> **SELECTED TEXT**:

━━━━━━━━━━━━━━━━

Rumsfeld mentored Cheney but was dismissed by President Bush in his second term; in part, because of Abu Ghraib but largely because of pentagon and secret service chafing under Rumsfeld management style.

CONDOLEEZA RICE (US SECRETARY OF STATE 2005-2009)
CONDOLEEZA RICE (US SECRETARY OF STATE 2005-2009)

Baker explores hard feelings between Defense Secretary Rumsfeld and Condoleeszza Rice. Rice succeeds Colin Powell as Secretary of State in the second administration. Bush felt Powell was not a team player and that he used the media to get around disagreements with Rumsfeld’s military defense decisions. Rice steers the State Department back to diplomacy from being an adjunct of defense. Baker suggests that Rice replaces Cheney as Bush’s go-to person for opinion about Administration policy.

JOHN YOO (DEPUTY ASST. U.S. ATTORNEY GENERAL IN THE OFFICE OF LEGAL COUNSEL FOR PRES. BUSH)
JOHN YOO (DEPUTY ASST. U.S. ATTORNEY GENERAL IN THE OFFICE OF LEGAL COUNSEL FOR PRES. BUSH)

━━━━━━━━━━━━━━━━

> **AIM OF THE EXERCISE**: For each statement, say whether it agrees with the passage on Bush administration officials. Answer yes or no and quote the passage's deciding words. (a) Rice followed Colin Powell as Secretary of State. (b) Abu Ghraib was the main reason Rumsfeld was dismissed. (c) Rice moved the State Department closer to serving as an adjunct of defense. Nothing in the material is needed here.

━━━━━━━━━━━━━━━━

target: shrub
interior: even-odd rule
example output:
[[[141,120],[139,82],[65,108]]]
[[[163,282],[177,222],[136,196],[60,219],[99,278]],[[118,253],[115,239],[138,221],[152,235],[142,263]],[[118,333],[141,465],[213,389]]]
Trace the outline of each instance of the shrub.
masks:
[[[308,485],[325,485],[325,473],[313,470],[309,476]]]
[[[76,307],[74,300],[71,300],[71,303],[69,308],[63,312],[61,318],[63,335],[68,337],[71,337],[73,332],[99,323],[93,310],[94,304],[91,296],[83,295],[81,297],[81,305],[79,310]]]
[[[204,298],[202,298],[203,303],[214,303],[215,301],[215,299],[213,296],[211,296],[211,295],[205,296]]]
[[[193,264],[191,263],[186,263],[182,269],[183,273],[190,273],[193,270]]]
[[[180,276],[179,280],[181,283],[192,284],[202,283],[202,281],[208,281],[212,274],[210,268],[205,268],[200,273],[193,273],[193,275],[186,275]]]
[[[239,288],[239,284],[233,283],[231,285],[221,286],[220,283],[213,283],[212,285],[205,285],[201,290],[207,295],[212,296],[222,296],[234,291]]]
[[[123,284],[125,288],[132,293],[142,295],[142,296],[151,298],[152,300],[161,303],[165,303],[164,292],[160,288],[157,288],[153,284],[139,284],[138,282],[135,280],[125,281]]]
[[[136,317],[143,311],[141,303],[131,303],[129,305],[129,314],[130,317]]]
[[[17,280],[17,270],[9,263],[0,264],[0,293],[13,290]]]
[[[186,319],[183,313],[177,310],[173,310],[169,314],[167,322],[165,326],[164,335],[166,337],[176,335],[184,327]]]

━━━━━━━━━━━━━━━━

> **RESULT BELOW**:
(a) Yes: "Rice succeeds Colin Powell as Secretary of State in the second administration."
(b) No: "in part, because of Abu Ghraib but largely because of pentagon and secret service chafing under Rumsfeld management style."
(c) No: "Rice steers the State Department back to diplomacy from being an adjunct of defense."